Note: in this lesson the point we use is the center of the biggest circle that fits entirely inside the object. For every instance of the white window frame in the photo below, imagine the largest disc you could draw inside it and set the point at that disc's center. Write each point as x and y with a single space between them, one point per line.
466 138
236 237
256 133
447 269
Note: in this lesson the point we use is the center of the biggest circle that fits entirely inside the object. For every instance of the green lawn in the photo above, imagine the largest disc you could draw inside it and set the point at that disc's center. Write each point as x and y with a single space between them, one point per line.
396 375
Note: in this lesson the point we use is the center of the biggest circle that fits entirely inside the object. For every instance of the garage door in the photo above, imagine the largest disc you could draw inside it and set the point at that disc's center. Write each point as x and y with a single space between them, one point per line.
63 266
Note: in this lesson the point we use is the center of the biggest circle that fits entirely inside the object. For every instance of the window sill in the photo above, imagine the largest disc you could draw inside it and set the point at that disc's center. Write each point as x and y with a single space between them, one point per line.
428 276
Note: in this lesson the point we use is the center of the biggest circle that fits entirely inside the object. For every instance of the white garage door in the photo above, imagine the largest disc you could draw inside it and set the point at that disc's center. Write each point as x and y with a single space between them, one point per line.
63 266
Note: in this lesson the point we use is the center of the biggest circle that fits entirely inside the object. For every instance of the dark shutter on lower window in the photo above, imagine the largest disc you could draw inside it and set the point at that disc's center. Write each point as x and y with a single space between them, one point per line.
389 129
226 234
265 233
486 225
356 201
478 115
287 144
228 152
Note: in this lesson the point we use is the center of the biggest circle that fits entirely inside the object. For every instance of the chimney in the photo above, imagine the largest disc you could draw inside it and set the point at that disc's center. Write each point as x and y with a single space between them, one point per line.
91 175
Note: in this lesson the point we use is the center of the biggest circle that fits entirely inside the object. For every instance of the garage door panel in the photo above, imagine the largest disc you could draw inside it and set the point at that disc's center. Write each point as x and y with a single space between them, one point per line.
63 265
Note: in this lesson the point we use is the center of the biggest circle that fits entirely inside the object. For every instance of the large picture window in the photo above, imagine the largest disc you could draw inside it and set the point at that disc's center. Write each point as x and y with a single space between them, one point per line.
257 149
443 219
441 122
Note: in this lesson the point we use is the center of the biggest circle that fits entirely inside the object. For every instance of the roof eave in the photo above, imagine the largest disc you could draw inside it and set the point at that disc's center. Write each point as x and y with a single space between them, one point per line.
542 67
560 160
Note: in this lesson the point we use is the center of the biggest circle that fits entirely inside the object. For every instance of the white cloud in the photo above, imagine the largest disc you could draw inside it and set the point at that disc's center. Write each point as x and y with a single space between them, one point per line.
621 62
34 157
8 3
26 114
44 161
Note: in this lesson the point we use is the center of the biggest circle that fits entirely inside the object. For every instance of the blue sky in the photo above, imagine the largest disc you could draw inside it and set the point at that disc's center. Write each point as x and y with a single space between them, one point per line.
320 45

=-=-=

> [What needs to be done]: Convert every item above into a two-column CSV with the header row item,answer, one row per item, with its text under item and its answer under answer. Enclose each field in double quotation marks and replace any line breaks within a field with single spaces.

> [Result of this task]:
item,answer
"Note: in this lesson the point we use is the center of the biggest circle that fits entirely inside the object. For every instance of the white window frame in the photo below, imagine the largest disc you could draw inside it and set the point at that disc's center. Write each point as x and y with a single space between them, one point per line.","466 138 236 237 256 133 447 269"
"Note: in this lesson the point we use is the center of the biggest circle that fits entirely inside the object. For every instance of the green lawn in the photo above, imagine the largest disc you could draw inside it and set the point at that disc's center. Write each point as x and y with a single space between them, one point per line.","396 375"
"Note: in this lesson the point we use is the center of the biggest circle that fits entirely inside the object. For every instance of the garage door in the photo above, imagine the largest disc you could draw inside it and set the point at that disc's center. Write each point as x and y with a single space between them, one point per line.","63 266"
"Note: in this lesson the point we use is the center of the biggest circle that fits entirely inside the object. For every instance of the window sill in the photo above, imagine the largest disc you could draw inside it and set the point at that disc's center. Write each point as x and y with a single space between them, one point per line.","428 276"
"Note: in this lesson the point we use is the center of the biggest circle that fits entirely inside the object. For every instance of the white garage door in the photo above, imagine the largest disc you could draw inside it and set the point at that disc's center. Write each point as x and y with a single space between them, one point per line.","63 266"
"Note: in this lesson the point we use is the center of the biggest circle that fits entirely inside the object. For every instance of the dark shutter on lower window in the photo above, imagine the largest disc you could draw inside it and set the point at that disc's center. Write each point as x and y with a single space between them, one point per line.","389 129 226 234 265 233 486 225 356 201 478 115 287 144 228 152"
"Note: in this lesson the point we use is the center of the biggest circle that fits entirely inside the object. For every instance of the chimney in the photo above, imagine the largest disc you could draw inside it and set the point at that disc's center. Write each point as x and y with a single space between them, one point per line.","91 175"
"Note: in this lesson the point we use is the center of the biggest circle that fits entirely inside the object. For every instance of the garage door panel in the photo above, imagine the largest disc you could draw inside it and set the point at that disc's center. Write each point as x and y with a single space between them, one point per line.","63 265"
"Note: in this lesson the point we use is the center of the biggest circle that fits entirely inside the object. For every instance of the large picture window in the photo above, imagine the largest disc you could draw inside it and set the point at that disc's center. Write each point as x and y with a single space between them, one point per line.","257 149 443 219 441 122"
"Note: in this lesson the point we use is the center of the biggest circle that fits entirely inside the object. For every instance of the roof eave in the photo above, imagine the largest disc you could draw inside it and set the point at that disc's center. Write each point as x and y with a single space between them, one point per line.","542 67 560 160"
"Note: in this lesson the point we use is the center of the biggest circle that fits entirely inside the object. For every instance of the white cloud in the photo above, imagine the largest disc you could draw inside it and set the point at that disc's center. Write each point as x and y with a single space between them, one point per line.","621 62 34 157 8 3 26 114 44 161"
"Note: in this lesson the point we use is the center of the biggest circle that fits entirely inside the object. For every instance of the blue sky in the photo above, imagine the largest disc you could draw inside it and set the point at that disc's center. Write each point as x and y with a single space between them, one point per line.","320 45"